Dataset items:
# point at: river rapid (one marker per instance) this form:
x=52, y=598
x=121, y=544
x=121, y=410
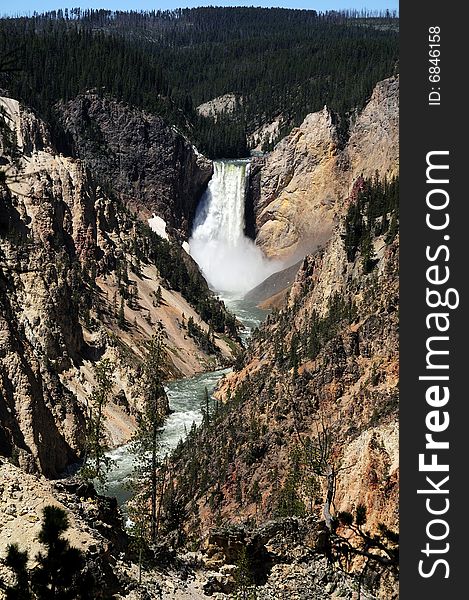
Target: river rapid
x=186, y=397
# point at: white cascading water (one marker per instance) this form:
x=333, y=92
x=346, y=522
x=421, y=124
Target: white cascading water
x=230, y=261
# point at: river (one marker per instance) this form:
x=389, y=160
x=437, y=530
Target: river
x=185, y=399
x=230, y=261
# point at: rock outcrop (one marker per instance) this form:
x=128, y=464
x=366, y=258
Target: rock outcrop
x=79, y=281
x=308, y=421
x=151, y=165
x=304, y=181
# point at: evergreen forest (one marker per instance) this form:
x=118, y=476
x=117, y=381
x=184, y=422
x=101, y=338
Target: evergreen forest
x=276, y=62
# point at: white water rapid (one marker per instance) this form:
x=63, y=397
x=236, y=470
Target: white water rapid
x=230, y=261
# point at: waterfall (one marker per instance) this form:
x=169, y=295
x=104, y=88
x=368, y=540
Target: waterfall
x=230, y=261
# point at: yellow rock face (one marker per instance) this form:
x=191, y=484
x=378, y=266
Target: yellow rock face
x=307, y=178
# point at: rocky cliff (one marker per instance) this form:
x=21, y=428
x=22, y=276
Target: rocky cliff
x=81, y=278
x=307, y=424
x=299, y=189
x=152, y=166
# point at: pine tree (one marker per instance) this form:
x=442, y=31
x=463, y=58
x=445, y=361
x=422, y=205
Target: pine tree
x=146, y=438
x=58, y=574
x=96, y=463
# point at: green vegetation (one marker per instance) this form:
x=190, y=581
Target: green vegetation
x=276, y=62
x=97, y=464
x=374, y=212
x=59, y=572
x=145, y=442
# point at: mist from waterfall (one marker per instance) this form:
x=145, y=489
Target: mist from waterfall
x=230, y=261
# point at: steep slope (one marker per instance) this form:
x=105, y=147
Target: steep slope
x=151, y=165
x=308, y=422
x=81, y=278
x=300, y=187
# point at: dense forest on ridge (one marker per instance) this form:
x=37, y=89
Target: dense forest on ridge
x=275, y=62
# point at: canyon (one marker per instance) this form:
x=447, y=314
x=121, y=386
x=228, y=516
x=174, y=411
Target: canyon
x=125, y=225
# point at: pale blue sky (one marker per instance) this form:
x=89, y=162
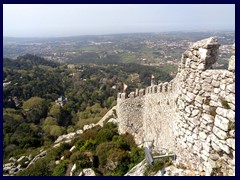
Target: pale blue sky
x=52, y=20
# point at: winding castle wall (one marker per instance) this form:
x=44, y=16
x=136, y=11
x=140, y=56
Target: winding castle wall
x=192, y=115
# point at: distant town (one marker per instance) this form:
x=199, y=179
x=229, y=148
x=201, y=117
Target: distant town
x=152, y=49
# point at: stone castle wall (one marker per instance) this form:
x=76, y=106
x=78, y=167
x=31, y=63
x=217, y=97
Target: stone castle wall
x=192, y=115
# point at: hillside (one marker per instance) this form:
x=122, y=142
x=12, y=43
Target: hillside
x=32, y=119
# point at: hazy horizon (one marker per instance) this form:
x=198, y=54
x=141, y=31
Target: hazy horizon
x=52, y=20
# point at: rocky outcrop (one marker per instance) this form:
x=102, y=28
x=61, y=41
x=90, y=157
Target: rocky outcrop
x=193, y=115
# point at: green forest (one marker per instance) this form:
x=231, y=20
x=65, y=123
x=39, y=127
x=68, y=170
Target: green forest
x=32, y=120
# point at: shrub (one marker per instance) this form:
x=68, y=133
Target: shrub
x=42, y=167
x=60, y=169
x=104, y=135
x=89, y=145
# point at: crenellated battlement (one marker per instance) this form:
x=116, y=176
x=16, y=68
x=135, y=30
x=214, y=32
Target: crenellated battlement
x=160, y=88
x=192, y=115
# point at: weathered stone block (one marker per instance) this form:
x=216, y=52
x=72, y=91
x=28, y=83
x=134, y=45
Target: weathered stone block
x=202, y=135
x=224, y=147
x=231, y=143
x=209, y=118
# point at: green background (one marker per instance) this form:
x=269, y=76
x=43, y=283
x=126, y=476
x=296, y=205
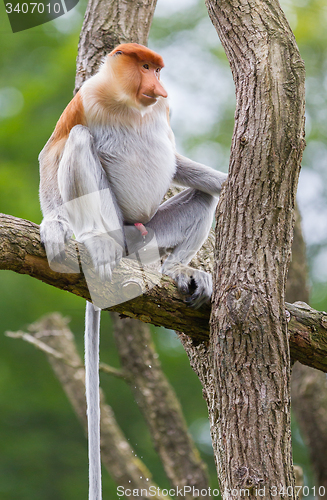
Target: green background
x=43, y=451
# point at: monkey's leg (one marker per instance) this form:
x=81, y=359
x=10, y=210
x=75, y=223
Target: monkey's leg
x=181, y=225
x=92, y=209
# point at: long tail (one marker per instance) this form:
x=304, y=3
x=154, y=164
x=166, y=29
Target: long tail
x=92, y=336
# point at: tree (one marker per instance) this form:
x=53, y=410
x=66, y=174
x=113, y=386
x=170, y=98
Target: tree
x=269, y=103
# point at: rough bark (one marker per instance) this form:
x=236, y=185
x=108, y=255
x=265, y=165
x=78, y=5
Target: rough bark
x=159, y=405
x=249, y=342
x=309, y=403
x=21, y=252
x=309, y=386
x=53, y=334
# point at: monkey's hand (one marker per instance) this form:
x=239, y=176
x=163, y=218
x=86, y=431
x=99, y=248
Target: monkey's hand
x=195, y=283
x=54, y=236
x=105, y=253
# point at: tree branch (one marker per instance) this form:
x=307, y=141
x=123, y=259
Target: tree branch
x=160, y=407
x=21, y=251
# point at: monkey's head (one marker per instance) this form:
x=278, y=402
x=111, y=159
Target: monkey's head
x=136, y=70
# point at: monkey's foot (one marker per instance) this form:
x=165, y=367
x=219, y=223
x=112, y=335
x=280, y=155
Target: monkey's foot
x=192, y=282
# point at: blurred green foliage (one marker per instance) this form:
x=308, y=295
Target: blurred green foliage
x=43, y=453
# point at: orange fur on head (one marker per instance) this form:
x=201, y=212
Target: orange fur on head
x=140, y=53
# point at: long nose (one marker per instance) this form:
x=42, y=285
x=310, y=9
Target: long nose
x=159, y=90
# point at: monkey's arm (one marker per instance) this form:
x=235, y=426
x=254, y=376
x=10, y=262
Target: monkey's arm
x=195, y=175
x=92, y=209
x=55, y=229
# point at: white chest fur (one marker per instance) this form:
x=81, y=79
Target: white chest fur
x=139, y=160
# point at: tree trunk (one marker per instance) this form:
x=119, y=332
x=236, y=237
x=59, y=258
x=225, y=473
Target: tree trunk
x=249, y=352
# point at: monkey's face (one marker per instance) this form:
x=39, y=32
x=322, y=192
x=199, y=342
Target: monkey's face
x=150, y=88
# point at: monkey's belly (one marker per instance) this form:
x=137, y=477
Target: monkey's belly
x=139, y=205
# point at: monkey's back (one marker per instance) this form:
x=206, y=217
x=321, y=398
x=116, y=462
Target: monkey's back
x=139, y=162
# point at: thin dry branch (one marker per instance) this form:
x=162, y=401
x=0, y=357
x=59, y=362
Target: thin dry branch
x=22, y=252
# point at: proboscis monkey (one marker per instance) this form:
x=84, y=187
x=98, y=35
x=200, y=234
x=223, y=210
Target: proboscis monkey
x=114, y=141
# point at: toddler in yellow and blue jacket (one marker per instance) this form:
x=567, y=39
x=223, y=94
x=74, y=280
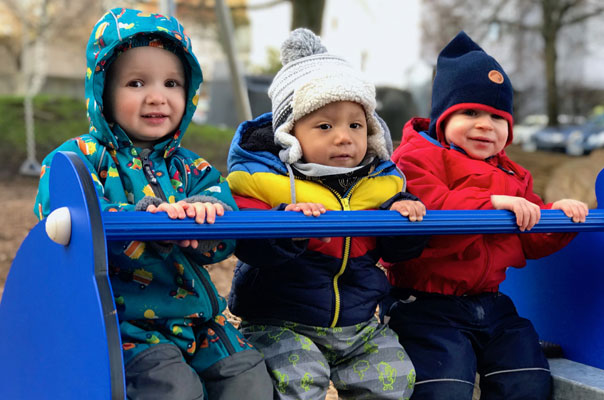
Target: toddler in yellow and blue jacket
x=309, y=305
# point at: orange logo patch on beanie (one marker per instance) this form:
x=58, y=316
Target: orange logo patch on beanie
x=496, y=76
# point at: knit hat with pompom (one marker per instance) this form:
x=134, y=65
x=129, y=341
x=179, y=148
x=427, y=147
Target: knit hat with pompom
x=312, y=78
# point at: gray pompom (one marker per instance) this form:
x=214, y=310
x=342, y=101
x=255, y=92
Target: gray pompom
x=301, y=43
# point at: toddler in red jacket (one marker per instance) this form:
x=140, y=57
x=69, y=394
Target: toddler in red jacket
x=448, y=311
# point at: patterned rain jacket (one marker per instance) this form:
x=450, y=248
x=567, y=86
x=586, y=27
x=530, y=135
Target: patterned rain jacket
x=446, y=178
x=150, y=282
x=308, y=281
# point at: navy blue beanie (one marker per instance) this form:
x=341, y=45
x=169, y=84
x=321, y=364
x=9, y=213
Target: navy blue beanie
x=467, y=77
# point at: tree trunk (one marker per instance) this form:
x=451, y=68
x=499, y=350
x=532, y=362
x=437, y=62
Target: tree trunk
x=308, y=14
x=549, y=32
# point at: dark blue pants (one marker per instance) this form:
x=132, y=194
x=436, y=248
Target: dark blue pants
x=450, y=338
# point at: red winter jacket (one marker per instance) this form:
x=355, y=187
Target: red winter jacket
x=447, y=179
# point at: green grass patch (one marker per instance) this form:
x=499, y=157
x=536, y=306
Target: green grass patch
x=60, y=118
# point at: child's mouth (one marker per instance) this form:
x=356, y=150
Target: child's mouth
x=155, y=118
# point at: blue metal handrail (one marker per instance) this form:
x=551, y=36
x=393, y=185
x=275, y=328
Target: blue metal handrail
x=278, y=224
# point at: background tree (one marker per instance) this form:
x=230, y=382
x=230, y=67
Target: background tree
x=308, y=14
x=525, y=21
x=39, y=21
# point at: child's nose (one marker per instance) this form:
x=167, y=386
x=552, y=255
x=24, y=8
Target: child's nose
x=484, y=122
x=343, y=135
x=155, y=97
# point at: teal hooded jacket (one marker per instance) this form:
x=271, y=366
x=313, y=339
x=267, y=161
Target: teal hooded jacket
x=149, y=280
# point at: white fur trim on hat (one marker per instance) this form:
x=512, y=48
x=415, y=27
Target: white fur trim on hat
x=312, y=78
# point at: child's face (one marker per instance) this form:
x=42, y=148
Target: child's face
x=334, y=135
x=479, y=133
x=146, y=94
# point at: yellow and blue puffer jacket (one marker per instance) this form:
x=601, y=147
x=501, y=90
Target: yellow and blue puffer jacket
x=150, y=282
x=309, y=281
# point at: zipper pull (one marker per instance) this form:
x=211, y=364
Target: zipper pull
x=147, y=166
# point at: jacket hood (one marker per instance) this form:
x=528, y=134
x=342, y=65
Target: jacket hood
x=118, y=26
x=254, y=141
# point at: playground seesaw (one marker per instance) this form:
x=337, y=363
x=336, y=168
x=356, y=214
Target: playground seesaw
x=59, y=335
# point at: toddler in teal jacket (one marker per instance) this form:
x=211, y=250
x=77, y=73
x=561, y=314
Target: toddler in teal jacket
x=141, y=85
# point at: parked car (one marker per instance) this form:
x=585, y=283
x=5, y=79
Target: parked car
x=531, y=124
x=524, y=131
x=574, y=140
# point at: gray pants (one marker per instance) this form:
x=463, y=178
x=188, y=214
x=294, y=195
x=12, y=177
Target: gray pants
x=161, y=372
x=364, y=361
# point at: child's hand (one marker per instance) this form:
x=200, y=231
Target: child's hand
x=575, y=209
x=202, y=212
x=412, y=209
x=314, y=209
x=527, y=213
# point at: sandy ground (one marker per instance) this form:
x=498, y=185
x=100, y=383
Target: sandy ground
x=17, y=198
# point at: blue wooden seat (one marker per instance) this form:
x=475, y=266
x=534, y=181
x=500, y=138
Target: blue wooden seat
x=59, y=336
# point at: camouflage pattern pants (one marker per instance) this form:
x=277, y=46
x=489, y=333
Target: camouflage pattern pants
x=364, y=361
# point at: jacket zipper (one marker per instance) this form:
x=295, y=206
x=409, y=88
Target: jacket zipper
x=208, y=289
x=150, y=176
x=221, y=333
x=345, y=205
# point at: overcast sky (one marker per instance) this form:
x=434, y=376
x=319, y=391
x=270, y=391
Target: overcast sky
x=379, y=36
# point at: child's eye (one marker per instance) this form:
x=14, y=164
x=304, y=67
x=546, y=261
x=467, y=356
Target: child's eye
x=136, y=83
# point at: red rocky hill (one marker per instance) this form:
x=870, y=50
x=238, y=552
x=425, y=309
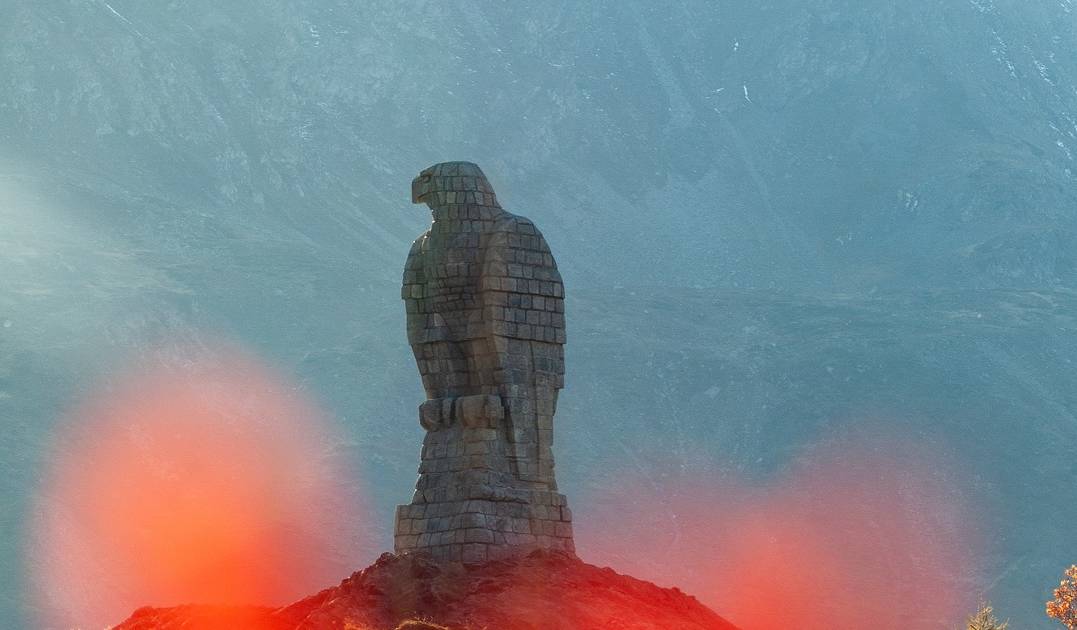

*Your objective*
Copy out these lines of the records unchanged, starting with the line that contains "# point at: river (one" and going on through the line that contains "x=275, y=62".

*The result*
# point at: river (one marker per instance) this form:
x=389, y=160
x=437, y=530
Target: river
x=185, y=399
x=230, y=261
# point at: rock outcrop (one marker per instance) this form:
x=128, y=464
x=366, y=258
Target: rock outcrop
x=79, y=281
x=308, y=421
x=151, y=165
x=304, y=181
# point at: evergreen forest (one marker per instance) this form:
x=118, y=476
x=117, y=381
x=184, y=422
x=101, y=338
Target: evergreen forest
x=276, y=62
# point at: white water rapid (one marker per instance) this form:
x=63, y=397
x=236, y=470
Target: white water rapid
x=230, y=261
# point at: waterfall (one marker per instance) this form:
x=169, y=295
x=104, y=88
x=368, y=540
Target: waterfall
x=230, y=261
# point at: yellow rock face (one marker per instance) this form:
x=191, y=484
x=378, y=266
Target: yellow rock face
x=307, y=178
# point at: rocky cliff (one marker per instance) this form:
x=21, y=428
x=22, y=276
Target: rocky cliff
x=81, y=278
x=307, y=424
x=299, y=189
x=152, y=166
# point at: pine tree (one marker per instance) this form:
x=442, y=31
x=463, y=58
x=445, y=361
x=422, y=205
Target: pine tree
x=146, y=438
x=58, y=574
x=96, y=463
# point at: green vegetation (one marker per instance) this form:
x=190, y=581
Target: green vegetation
x=276, y=62
x=97, y=464
x=374, y=212
x=59, y=572
x=145, y=442
# point at: mist from waterfall (one marker per instance) this form:
x=145, y=489
Target: mist from waterfall
x=230, y=261
# point at: steep slope (one marker per instance) this form:
x=105, y=147
Target: steep slope
x=151, y=165
x=308, y=422
x=81, y=278
x=300, y=187
# point at: dense forest on ridge (one marker per instance) this form:
x=37, y=89
Target: dense forest on ridge
x=275, y=62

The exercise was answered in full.